Start of QUOTED PASSAGE

Kavalerskoye (Кавалерское) is a village and rural settlement in the Ust-Bolsheretsky District of the Kamchatka Krai federal subject of Russia.
The village is the administrative center of the Kavalerskoye rural settlement.

==Location==

The rural settlement has an area of 17.55 km2.
The distance to the regional center (Petropavlovsk-Kamchatsky) is 195 km by road and 100 km by air.
The district center of Ust-Bolsheretsk is 23 km away.
The village is located on the right bank of the Bolshaya.

==History==

The village was established by the inhabitants of Bolsheretsk.
The people of that village on the islands a few miles upstream decided to relocate to a more convenient location on the Kavalerskaya channel six miles down the river. In the spring of 1928, there were already three houses on the Kavalerskaya channel, two more were under construction.

End of QUOTED PASSAGE

WHAT YOU ARE ASKED TO DO:
Continue the text about the village of Kavalerskoye, starting right after its last sentence.

Start of GIVEN INFORMATION

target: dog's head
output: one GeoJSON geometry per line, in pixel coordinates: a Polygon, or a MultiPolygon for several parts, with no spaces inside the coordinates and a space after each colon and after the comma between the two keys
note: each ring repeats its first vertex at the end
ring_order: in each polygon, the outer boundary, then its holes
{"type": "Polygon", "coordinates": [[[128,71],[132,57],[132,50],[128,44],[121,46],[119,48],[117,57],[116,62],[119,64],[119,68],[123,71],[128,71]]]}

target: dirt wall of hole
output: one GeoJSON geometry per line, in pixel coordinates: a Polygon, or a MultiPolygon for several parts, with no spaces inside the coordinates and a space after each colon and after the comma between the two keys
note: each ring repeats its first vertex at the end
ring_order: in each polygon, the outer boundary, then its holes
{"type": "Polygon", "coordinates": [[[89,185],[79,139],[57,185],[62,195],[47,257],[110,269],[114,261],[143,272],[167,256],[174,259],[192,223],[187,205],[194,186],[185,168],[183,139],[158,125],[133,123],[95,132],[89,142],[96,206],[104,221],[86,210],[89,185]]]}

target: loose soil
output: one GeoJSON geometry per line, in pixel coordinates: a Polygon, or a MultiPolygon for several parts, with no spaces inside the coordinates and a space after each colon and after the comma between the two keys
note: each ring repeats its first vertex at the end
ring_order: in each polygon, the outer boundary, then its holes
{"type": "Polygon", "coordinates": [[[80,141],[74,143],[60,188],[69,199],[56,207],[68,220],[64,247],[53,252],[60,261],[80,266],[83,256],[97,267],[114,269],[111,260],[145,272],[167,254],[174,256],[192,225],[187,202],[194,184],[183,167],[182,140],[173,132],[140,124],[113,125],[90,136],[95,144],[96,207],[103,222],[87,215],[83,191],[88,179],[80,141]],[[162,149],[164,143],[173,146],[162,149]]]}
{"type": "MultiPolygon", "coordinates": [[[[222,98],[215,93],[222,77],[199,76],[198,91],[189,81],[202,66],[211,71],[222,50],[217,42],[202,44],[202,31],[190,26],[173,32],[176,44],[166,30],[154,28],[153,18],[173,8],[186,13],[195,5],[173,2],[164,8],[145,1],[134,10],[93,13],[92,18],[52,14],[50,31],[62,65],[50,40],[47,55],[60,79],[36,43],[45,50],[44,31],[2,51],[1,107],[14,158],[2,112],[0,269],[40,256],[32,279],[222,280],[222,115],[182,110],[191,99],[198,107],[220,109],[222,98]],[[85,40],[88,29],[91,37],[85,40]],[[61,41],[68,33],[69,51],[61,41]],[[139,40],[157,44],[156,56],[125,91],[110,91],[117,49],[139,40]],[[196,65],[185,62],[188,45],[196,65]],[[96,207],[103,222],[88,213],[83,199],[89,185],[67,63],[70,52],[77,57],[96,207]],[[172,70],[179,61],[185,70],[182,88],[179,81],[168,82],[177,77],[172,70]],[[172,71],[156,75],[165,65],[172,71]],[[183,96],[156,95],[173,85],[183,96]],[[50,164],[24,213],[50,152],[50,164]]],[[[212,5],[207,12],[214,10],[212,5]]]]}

End of GIVEN INFORMATION

RESULT OF THIS TASK:
The new village was formed by 1930.
Until 1990, it was called the Bolsheretsky state farm (Большерецкий совхоз) after its location on the right bank of the Bolshaya.
In 1990 it was renamed Kavalerskoye.

==Population==

| Year | Population | Reference |
|---|---|---|
| 2002 | 962 |  |
| 2010 | 798 |  |
| 2020 | 806 |  |

==Streets==

The village has 11 streets: Levaya Naberezhnaya street, Stroitelnaya street, Sovetskaya street, Shkolnaya street, Ryabikova street, Komsomolskaya street, Pravaya Naberezhnaya street, Naberezhnaya street, Blucher street, Central street, Pervomaiskaya street.